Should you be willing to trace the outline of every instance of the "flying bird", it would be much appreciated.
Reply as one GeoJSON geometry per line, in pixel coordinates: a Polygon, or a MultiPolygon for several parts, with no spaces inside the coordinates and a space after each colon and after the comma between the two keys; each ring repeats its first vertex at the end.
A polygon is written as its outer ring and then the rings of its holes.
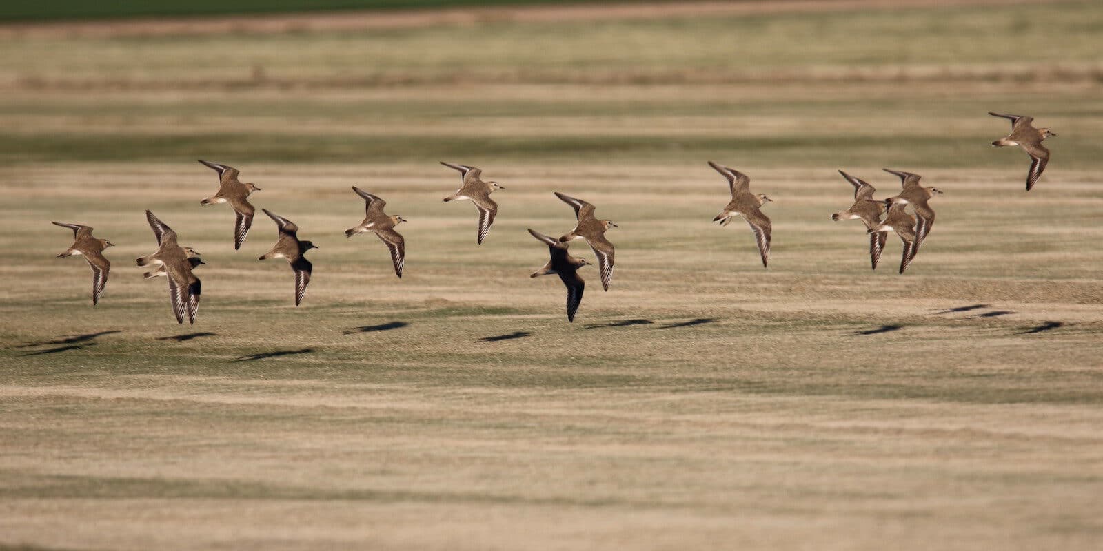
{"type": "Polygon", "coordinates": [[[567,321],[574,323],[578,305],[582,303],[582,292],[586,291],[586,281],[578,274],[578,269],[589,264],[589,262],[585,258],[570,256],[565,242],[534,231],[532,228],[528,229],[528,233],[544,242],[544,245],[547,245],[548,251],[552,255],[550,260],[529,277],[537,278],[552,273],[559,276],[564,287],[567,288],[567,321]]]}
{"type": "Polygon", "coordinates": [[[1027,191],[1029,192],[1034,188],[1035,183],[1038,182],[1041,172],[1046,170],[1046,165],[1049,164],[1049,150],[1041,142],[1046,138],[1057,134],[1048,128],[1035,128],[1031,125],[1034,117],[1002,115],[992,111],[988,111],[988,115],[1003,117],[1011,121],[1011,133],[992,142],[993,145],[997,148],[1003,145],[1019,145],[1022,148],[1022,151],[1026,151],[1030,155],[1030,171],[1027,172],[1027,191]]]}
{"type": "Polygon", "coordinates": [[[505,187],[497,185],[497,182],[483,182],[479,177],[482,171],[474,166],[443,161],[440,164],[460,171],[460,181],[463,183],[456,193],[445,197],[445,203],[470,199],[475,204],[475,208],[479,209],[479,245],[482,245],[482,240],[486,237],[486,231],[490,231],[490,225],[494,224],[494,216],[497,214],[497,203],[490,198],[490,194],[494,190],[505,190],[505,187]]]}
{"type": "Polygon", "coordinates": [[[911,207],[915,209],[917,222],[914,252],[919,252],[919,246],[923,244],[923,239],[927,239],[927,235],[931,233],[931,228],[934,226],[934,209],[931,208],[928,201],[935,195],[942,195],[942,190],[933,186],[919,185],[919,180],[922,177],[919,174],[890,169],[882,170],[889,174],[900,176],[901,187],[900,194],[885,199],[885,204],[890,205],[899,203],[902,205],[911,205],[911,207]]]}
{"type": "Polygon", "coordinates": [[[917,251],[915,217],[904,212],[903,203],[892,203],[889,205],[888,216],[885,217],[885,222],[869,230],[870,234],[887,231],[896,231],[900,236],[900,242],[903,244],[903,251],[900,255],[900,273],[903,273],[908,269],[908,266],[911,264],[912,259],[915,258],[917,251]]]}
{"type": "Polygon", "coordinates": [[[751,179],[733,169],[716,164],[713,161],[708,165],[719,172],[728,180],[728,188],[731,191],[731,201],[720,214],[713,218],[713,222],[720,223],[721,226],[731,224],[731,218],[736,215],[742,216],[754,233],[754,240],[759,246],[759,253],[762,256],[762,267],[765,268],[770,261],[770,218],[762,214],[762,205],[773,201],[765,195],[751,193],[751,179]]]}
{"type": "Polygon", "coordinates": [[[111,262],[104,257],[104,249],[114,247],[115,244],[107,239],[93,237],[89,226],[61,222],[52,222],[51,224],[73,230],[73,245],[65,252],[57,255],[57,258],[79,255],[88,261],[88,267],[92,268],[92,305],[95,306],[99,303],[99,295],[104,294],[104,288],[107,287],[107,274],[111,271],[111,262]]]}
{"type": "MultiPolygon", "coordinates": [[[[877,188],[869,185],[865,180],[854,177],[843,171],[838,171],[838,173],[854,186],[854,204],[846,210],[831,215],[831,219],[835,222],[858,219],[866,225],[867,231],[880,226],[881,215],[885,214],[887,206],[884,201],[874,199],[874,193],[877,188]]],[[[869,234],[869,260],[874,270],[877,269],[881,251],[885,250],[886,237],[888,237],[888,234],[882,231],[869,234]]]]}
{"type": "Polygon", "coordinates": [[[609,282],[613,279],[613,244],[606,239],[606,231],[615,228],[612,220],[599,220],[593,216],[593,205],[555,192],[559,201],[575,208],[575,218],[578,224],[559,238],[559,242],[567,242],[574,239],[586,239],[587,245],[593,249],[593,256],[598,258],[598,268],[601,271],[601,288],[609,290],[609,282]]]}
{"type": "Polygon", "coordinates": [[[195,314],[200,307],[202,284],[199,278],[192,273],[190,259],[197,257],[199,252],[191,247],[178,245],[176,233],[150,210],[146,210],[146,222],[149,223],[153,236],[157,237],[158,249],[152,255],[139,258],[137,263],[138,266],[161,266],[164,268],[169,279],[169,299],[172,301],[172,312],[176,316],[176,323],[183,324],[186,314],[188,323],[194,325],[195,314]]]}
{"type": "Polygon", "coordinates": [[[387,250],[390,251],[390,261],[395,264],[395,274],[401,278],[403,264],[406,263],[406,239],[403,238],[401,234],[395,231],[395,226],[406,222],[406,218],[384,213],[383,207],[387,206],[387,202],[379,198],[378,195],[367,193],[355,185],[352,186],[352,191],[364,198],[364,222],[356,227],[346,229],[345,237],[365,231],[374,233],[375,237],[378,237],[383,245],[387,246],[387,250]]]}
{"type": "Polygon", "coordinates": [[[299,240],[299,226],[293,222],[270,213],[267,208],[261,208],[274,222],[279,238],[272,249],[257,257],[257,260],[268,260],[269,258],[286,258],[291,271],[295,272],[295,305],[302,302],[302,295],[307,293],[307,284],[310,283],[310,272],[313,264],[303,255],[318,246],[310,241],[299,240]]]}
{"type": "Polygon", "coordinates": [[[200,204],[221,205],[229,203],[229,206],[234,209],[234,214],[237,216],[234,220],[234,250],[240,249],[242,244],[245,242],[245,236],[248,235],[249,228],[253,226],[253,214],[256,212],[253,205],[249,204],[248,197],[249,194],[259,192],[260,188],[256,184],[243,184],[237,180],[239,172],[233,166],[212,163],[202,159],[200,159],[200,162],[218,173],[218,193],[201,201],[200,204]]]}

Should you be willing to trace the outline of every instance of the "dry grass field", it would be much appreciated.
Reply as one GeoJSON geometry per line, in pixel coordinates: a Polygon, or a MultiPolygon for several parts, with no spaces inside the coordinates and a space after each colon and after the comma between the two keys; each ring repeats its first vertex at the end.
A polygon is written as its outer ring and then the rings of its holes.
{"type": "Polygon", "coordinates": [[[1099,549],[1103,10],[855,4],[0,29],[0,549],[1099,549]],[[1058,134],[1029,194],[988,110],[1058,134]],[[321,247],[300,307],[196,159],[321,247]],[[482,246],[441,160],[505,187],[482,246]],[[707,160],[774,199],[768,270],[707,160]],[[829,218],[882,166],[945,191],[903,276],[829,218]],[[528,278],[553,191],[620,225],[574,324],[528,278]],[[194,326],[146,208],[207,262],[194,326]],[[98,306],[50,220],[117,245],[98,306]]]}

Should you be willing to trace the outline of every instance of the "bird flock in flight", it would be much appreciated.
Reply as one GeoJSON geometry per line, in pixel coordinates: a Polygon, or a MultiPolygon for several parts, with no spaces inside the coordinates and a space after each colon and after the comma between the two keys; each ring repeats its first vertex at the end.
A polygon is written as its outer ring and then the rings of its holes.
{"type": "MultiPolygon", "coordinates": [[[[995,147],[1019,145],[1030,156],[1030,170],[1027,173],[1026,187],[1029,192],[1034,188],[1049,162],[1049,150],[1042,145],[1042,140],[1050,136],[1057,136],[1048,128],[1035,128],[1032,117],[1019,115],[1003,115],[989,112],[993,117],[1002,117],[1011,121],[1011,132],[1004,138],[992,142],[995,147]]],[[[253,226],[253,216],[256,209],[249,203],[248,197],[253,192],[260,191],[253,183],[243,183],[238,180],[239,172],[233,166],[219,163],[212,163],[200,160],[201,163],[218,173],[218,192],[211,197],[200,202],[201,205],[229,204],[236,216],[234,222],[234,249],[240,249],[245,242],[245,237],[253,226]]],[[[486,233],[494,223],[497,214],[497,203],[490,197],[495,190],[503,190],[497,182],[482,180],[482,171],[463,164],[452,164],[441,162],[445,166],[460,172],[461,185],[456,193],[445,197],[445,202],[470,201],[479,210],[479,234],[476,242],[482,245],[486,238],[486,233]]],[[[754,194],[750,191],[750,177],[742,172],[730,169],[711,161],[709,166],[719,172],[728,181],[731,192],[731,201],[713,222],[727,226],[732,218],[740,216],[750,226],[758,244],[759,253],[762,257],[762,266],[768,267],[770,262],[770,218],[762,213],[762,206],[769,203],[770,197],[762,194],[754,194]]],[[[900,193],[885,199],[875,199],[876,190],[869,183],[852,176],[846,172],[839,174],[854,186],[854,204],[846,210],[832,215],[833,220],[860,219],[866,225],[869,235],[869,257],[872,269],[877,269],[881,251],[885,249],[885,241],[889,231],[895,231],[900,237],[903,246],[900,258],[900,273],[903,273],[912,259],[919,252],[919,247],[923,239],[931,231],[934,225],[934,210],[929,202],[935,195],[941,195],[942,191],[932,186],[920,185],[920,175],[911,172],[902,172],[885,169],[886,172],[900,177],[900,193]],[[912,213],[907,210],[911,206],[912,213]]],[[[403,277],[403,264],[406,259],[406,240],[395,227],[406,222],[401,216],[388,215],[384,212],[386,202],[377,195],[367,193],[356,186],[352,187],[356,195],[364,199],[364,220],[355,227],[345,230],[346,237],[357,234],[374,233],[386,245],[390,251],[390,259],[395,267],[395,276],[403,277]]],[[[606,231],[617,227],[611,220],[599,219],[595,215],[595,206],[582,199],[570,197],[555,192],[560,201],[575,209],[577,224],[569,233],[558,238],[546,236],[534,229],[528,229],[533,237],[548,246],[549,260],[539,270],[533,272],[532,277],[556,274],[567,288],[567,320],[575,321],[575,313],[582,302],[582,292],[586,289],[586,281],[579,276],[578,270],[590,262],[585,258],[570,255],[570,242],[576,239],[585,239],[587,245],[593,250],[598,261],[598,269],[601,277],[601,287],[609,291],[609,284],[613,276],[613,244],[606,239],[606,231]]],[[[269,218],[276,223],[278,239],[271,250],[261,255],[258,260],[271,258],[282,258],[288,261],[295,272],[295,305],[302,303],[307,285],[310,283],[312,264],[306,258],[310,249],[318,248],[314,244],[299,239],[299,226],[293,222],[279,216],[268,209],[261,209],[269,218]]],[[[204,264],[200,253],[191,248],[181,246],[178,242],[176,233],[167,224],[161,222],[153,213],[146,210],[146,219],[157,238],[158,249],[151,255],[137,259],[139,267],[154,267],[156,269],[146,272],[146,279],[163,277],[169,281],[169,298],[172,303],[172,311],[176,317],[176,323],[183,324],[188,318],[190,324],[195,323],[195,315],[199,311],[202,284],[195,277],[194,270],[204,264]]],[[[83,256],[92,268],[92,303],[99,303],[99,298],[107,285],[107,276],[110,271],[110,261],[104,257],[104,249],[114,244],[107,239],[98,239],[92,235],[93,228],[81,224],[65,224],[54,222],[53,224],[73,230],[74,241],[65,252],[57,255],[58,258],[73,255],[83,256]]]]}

Exercise description
Extract every line of the records that contains the word "willing".

Full answer
Should you be willing to trace the outline of every instance of the "flying bird", it would be much appreciated.
Should you be willing to trace the outline of every instance of the "dry grass field", it would be much appreciated.
Should you be willing to trace the outline of every instance of the "bird flock in flight", it would be much appreciated.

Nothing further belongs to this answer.